▸ **GOAL**:
Switch "Input query" to "Search phrase" throughout the material below, keeping every other character the same.
┌─ EXERCISE MATERIAL
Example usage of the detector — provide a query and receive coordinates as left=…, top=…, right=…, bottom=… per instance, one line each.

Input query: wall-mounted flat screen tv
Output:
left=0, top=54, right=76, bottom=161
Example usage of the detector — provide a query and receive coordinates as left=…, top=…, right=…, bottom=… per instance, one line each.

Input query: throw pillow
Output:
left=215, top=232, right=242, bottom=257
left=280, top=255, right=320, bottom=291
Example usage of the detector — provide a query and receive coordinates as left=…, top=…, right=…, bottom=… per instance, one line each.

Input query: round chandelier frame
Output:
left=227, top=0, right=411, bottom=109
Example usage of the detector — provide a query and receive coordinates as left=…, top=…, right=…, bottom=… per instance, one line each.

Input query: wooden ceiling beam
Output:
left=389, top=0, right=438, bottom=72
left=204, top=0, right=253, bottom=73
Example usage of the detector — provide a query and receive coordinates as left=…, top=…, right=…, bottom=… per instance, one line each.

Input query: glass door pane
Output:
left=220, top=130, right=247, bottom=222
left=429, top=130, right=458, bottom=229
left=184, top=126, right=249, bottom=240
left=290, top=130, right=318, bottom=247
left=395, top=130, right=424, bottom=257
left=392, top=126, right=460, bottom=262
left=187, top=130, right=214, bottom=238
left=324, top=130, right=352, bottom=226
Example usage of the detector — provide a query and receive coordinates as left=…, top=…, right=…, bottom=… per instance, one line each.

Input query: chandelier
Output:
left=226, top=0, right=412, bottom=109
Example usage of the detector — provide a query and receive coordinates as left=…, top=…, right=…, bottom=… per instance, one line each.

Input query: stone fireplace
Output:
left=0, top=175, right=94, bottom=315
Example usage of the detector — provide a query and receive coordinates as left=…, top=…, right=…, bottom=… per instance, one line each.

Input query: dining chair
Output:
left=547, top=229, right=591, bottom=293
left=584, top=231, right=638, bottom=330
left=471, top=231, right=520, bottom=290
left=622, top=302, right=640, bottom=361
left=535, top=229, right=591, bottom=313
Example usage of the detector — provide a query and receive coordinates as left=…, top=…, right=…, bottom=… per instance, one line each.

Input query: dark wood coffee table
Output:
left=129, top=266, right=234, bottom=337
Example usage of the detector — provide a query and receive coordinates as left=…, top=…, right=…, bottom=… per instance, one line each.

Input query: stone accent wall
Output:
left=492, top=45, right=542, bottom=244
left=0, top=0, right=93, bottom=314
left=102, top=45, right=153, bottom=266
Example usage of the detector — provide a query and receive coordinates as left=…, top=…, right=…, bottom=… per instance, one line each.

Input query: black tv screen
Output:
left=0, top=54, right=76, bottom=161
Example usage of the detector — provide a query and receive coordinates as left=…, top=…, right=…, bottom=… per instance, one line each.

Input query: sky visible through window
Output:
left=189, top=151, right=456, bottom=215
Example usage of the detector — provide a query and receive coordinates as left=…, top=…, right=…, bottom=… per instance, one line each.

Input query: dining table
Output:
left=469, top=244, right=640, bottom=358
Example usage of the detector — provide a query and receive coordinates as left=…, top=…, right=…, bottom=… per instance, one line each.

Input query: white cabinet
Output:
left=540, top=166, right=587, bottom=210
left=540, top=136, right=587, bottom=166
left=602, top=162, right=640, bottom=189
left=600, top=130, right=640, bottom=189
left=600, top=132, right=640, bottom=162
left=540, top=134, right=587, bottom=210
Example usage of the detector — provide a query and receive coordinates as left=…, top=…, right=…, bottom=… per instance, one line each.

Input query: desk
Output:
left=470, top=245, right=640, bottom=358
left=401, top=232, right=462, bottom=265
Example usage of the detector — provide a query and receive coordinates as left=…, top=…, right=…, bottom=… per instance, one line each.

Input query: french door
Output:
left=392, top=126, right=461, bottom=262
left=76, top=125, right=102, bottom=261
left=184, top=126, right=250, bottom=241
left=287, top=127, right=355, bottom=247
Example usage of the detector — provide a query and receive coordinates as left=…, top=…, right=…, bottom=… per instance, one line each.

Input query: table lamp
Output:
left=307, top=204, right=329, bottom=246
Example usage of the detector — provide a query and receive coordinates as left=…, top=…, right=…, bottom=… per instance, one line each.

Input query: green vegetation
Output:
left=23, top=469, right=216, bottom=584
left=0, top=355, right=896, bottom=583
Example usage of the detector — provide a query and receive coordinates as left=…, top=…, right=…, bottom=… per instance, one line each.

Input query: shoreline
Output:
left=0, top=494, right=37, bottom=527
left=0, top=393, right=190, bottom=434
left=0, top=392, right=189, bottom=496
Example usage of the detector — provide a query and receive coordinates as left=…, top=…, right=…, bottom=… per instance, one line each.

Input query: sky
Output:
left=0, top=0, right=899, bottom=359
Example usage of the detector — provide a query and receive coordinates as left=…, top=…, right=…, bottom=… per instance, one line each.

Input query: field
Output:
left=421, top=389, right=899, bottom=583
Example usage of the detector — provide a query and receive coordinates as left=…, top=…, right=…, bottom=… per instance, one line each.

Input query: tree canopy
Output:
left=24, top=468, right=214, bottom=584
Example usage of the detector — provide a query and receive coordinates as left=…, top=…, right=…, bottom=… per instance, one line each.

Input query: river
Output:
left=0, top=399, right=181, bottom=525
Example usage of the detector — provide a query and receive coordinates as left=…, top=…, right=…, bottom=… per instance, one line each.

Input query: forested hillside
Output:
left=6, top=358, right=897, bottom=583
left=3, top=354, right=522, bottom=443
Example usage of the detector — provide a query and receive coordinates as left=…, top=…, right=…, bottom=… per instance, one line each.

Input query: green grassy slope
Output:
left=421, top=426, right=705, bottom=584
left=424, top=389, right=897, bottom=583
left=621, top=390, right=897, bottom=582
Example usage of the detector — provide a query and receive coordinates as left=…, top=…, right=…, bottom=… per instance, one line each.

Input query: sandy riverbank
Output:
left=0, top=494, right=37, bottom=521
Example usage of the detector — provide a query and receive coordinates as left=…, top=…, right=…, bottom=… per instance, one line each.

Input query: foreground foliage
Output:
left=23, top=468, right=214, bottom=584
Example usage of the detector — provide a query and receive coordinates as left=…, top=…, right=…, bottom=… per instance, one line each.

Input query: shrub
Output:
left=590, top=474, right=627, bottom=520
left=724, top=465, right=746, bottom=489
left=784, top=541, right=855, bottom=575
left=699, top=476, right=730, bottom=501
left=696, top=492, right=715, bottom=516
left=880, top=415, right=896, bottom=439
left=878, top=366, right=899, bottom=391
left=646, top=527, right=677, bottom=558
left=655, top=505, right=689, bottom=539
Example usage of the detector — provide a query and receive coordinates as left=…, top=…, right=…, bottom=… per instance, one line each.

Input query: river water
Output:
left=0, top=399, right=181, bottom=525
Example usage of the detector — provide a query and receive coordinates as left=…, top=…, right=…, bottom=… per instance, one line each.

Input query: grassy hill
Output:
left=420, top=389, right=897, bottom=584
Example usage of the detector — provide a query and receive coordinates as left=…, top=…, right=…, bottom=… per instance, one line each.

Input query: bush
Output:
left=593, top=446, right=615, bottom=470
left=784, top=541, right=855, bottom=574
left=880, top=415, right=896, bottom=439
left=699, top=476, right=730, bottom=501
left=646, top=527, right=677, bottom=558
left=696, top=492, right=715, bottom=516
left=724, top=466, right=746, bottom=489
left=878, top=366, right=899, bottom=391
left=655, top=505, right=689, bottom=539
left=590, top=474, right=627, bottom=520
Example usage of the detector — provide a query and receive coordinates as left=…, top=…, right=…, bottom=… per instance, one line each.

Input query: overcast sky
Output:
└─
▸ **THE COMPLETED TASK**:
Example usage of the detector — provide a query and receive coordinates as left=…, top=…, right=…, bottom=… per instance, one line each.

Search phrase: wall-mounted flat screen tv
Output:
left=0, top=54, right=76, bottom=161
Example usage of the detector — provide a query and receive coordinates as left=…, top=…, right=…, bottom=… per instance, one line each.

Search phrase: throw pillow
Output:
left=215, top=232, right=242, bottom=257
left=280, top=255, right=320, bottom=291
Example usage of the detector — provide a query and receive coordinates as left=…, top=…, right=…, bottom=… per instance, one line each.

Search phrase: round chandelier frame
Output:
left=227, top=0, right=411, bottom=109
Example usage of the detector — provide a query and receive coordinates as left=…, top=…, right=…, bottom=… per instance, one line each.

Search phrase: wooden ceiling beam
Output:
left=389, top=0, right=438, bottom=72
left=204, top=0, right=253, bottom=73
Example usage of the detector — provide a query and receive coordinates as left=…, top=…, right=…, bottom=… per instance, one line each.

Search phrase: glass door pane
Output:
left=220, top=130, right=247, bottom=222
left=429, top=130, right=458, bottom=229
left=184, top=126, right=249, bottom=240
left=290, top=130, right=318, bottom=247
left=395, top=130, right=424, bottom=257
left=392, top=126, right=460, bottom=262
left=187, top=130, right=214, bottom=238
left=324, top=130, right=352, bottom=226
Example usage of the detector — provide a query and receive coordinates as left=…, top=…, right=…, bottom=… per instance, one line each.

Search phrase: chandelier
Output:
left=226, top=0, right=412, bottom=109
Example usage of the detector — provide a query and receive coordinates as left=…, top=…, right=…, bottom=… per instance, one line each.

Search phrase: stone fireplace
Output:
left=0, top=175, right=94, bottom=315
Example usage of the detector — provide a query and receive coordinates as left=…, top=…, right=…, bottom=… per instance, one line each.

Search phrase: dining chair
Output:
left=547, top=229, right=591, bottom=293
left=584, top=231, right=638, bottom=330
left=471, top=231, right=520, bottom=290
left=622, top=302, right=640, bottom=361
left=535, top=229, right=591, bottom=313
Example usage of the detector — provide a query and receive coordinates as left=…, top=…, right=…, bottom=… per instance, one line each.

Search phrase: dark wood coffee table
Output:
left=129, top=266, right=234, bottom=337
Example usage of the detector — provide a query and receive coordinates as left=…, top=…, right=…, bottom=… per instance, one line each.

Search phrase: stone accent wall
Output:
left=492, top=45, right=542, bottom=244
left=0, top=0, right=93, bottom=314
left=102, top=45, right=153, bottom=266
Example usage of the detector — provide a query and receive coordinates as left=…, top=…, right=…, bottom=… per instance, one line each.

Search phrase: black tv screen
Output:
left=0, top=54, right=76, bottom=161
Example usage of the detector — provide a query and receive coordinates as left=…, top=…, right=…, bottom=… per instance, one line each.

Search phrase: sky visible through window
Output:
left=189, top=151, right=456, bottom=215
Example usage of the detector — provide a query and receive coordinates as left=…, top=…, right=…, bottom=… per instance, one line each.

Search phrase: dining table
Output:
left=469, top=244, right=640, bottom=358
Example usage of the detector — provide a query and receive coordinates as left=…, top=…, right=…, bottom=… per instance, one line each.

Search phrase: white cabinet
Output:
left=540, top=166, right=587, bottom=210
left=540, top=136, right=587, bottom=166
left=602, top=162, right=640, bottom=189
left=600, top=130, right=640, bottom=189
left=600, top=132, right=640, bottom=162
left=540, top=134, right=587, bottom=210
Example usage of the detector — provide a query and receive coordinates as left=…, top=…, right=…, bottom=… per instance, one line each.

Search phrase: desk
Output:
left=470, top=245, right=640, bottom=358
left=401, top=232, right=462, bottom=265
Example usage of the detector — provide a query and receive coordinates as left=…, top=…, right=…, bottom=… per instance, one line each.

Search phrase: french door
Output:
left=392, top=126, right=461, bottom=262
left=76, top=125, right=102, bottom=261
left=184, top=126, right=250, bottom=241
left=287, top=127, right=355, bottom=247
Example usage of the detector — provide a query and receive coordinates as left=…, top=…, right=…, bottom=… per instance, one line each.

Search phrase: table lamp
Output:
left=307, top=204, right=329, bottom=246
Example usage of the detector — provide a query and receive coordinates as left=…, top=…, right=…, bottom=… per instance, one line each.

Search phrase: green vegetation
Output:
left=23, top=469, right=216, bottom=584
left=0, top=355, right=896, bottom=583
Example usage of the detector — provide a query and receive coordinates as left=…, top=…, right=…, bottom=… per instance, one line each.

Search phrase: shoreline
Output:
left=0, top=494, right=37, bottom=527
left=0, top=393, right=190, bottom=434
left=0, top=392, right=189, bottom=496
Example usage of the detector — provide a query and receive coordinates as left=…, top=…, right=…, bottom=… per instance, one line each.

Search phrase: sky
Output:
left=0, top=0, right=899, bottom=359
Example usage of the detector — provide a query and receive coordinates as left=…, top=…, right=…, bottom=… per instance, one line each.

Search phrase: field
Output:
left=421, top=389, right=899, bottom=583
Example usage of the detector — provide a query and receive coordinates as left=…, top=…, right=…, bottom=… per instance, one line each.

Search phrase: tree canopy
Output:
left=24, top=468, right=214, bottom=584
Example usage of the detector — provide a query and receive coordinates as left=…, top=…, right=…, bottom=… per instance, one line each.

Search phrase: river
Output:
left=0, top=399, right=181, bottom=525
Example usage of the detector — provide a query and receive coordinates as left=…, top=…, right=…, bottom=… per instance, one line each.

Search phrase: forested hillside
Output:
left=6, top=358, right=897, bottom=583
left=3, top=354, right=522, bottom=443
Example usage of the detector — provide a query and receive coordinates as left=…, top=…, right=…, bottom=… per instance, one line each.

Search phrase: green grassy slope
Output:
left=421, top=426, right=705, bottom=584
left=424, top=389, right=897, bottom=583
left=621, top=390, right=897, bottom=582
Example usage of the detector — provide a query and receive coordinates as left=…, top=…, right=…, bottom=… per instance, one line each.

Search phrase: sandy riverbank
Output:
left=0, top=494, right=37, bottom=521
Example usage of the detector — provide a query and receive coordinates as left=…, top=…, right=…, bottom=… per instance, one line each.

Search phrase: foreground foliage
Output:
left=23, top=468, right=214, bottom=584
Example usage of the detector — provide a query and receive coordinates as left=…, top=…, right=…, bottom=… per instance, one line each.

Search phrase: shrub
Output:
left=590, top=474, right=627, bottom=520
left=724, top=465, right=746, bottom=489
left=784, top=541, right=855, bottom=575
left=699, top=476, right=730, bottom=501
left=696, top=492, right=715, bottom=516
left=880, top=415, right=896, bottom=439
left=878, top=366, right=899, bottom=391
left=646, top=527, right=677, bottom=558
left=655, top=505, right=689, bottom=539
Example usage of the detector — provide a query and receive coordinates as left=…, top=…, right=…, bottom=… per instance, one line each.

Search phrase: river water
Output:
left=0, top=399, right=181, bottom=525
Example usage of the detector — provide a query and receive coordinates as left=…, top=…, right=…, bottom=… per instance, one line each.

Search phrase: grassy hill
Output:
left=420, top=389, right=897, bottom=584
Example usage of the detector — provide a query and receive coordinates as left=…, top=…, right=…, bottom=… per instance, one line each.

Search phrase: bush
Output:
left=593, top=446, right=615, bottom=470
left=784, top=541, right=855, bottom=574
left=880, top=415, right=896, bottom=439
left=699, top=476, right=730, bottom=501
left=646, top=527, right=677, bottom=558
left=696, top=492, right=715, bottom=516
left=724, top=466, right=746, bottom=489
left=878, top=366, right=899, bottom=391
left=655, top=505, right=689, bottom=539
left=590, top=474, right=627, bottom=520
Example usage of the detector — provide a query and receive coordinates as left=…, top=…, right=…, bottom=… per instance, one line each.

Search phrase: overcast sky
Output:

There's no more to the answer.